PROMPT –
Copy out the rows below word for word, from the line with "The user would like to know where the paving" to the line with "[172,264,305,284]", including both of those lines.

:: DATA FOR THIS EXERCISE ::

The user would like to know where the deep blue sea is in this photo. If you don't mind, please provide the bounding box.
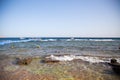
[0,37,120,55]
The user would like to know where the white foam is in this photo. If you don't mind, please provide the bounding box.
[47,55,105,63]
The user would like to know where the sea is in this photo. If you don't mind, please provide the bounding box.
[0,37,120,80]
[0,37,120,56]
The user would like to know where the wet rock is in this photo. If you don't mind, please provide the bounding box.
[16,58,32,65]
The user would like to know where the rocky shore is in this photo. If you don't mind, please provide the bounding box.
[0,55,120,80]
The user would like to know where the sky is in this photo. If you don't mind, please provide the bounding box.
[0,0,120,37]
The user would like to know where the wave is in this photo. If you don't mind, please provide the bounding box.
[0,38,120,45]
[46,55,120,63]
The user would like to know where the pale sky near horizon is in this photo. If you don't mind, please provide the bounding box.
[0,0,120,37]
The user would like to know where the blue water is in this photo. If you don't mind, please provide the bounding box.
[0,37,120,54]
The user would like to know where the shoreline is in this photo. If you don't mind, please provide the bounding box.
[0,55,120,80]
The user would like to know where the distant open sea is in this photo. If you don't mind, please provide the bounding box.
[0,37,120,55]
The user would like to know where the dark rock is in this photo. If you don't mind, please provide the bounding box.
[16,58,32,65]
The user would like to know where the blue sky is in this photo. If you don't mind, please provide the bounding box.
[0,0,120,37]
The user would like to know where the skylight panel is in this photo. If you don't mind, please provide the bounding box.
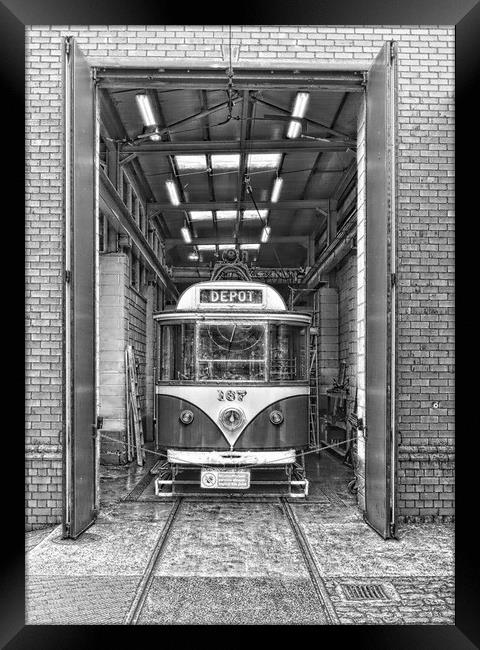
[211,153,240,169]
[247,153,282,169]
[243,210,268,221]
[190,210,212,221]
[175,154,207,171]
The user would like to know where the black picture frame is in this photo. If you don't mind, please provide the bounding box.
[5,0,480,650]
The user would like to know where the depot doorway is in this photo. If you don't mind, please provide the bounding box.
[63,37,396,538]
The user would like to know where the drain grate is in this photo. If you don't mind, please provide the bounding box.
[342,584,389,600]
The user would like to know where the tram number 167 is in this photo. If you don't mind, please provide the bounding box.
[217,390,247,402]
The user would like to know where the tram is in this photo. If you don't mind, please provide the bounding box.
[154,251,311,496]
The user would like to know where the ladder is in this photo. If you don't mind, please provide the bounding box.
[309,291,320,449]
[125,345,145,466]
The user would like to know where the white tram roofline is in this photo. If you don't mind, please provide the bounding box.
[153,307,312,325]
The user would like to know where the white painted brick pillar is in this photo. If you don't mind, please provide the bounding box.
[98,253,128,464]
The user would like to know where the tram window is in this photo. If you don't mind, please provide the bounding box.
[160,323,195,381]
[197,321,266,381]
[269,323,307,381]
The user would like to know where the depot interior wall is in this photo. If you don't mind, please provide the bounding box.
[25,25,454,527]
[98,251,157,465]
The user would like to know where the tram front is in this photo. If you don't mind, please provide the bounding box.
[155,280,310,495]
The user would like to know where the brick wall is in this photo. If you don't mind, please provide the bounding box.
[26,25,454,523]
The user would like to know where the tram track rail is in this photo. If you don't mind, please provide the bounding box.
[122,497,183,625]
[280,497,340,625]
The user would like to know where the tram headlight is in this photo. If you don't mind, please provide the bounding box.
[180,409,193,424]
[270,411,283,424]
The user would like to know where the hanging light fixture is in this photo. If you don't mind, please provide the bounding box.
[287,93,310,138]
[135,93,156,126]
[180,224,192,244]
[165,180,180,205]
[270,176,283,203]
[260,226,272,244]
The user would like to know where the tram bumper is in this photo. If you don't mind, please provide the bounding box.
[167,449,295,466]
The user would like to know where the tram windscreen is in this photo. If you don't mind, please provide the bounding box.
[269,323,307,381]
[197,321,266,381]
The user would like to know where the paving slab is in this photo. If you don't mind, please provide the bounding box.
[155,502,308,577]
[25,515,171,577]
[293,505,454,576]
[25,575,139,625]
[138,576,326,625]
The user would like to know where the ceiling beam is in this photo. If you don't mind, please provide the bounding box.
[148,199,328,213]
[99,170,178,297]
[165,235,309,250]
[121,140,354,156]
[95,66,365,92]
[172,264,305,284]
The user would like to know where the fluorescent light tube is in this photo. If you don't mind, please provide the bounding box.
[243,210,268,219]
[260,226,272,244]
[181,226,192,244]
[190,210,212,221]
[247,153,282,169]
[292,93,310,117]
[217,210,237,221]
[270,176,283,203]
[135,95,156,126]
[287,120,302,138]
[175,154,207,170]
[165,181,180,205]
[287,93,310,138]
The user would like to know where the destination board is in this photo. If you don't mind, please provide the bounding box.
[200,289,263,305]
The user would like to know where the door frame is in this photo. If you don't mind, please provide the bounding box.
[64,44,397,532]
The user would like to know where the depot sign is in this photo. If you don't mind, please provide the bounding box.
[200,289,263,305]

:::

EXPECTED ANSWER –
The user would like to know where the paving slab is in this photo. If you don't mind, please provide the bounding box.
[155,502,308,577]
[25,515,171,577]
[293,505,454,576]
[25,575,139,625]
[138,576,326,625]
The user would like to know where the ceiling beam is in this photo. If you don't mind, please provide the bounding box.
[148,199,328,213]
[99,170,178,297]
[165,235,309,250]
[121,140,354,156]
[95,66,365,92]
[172,264,305,284]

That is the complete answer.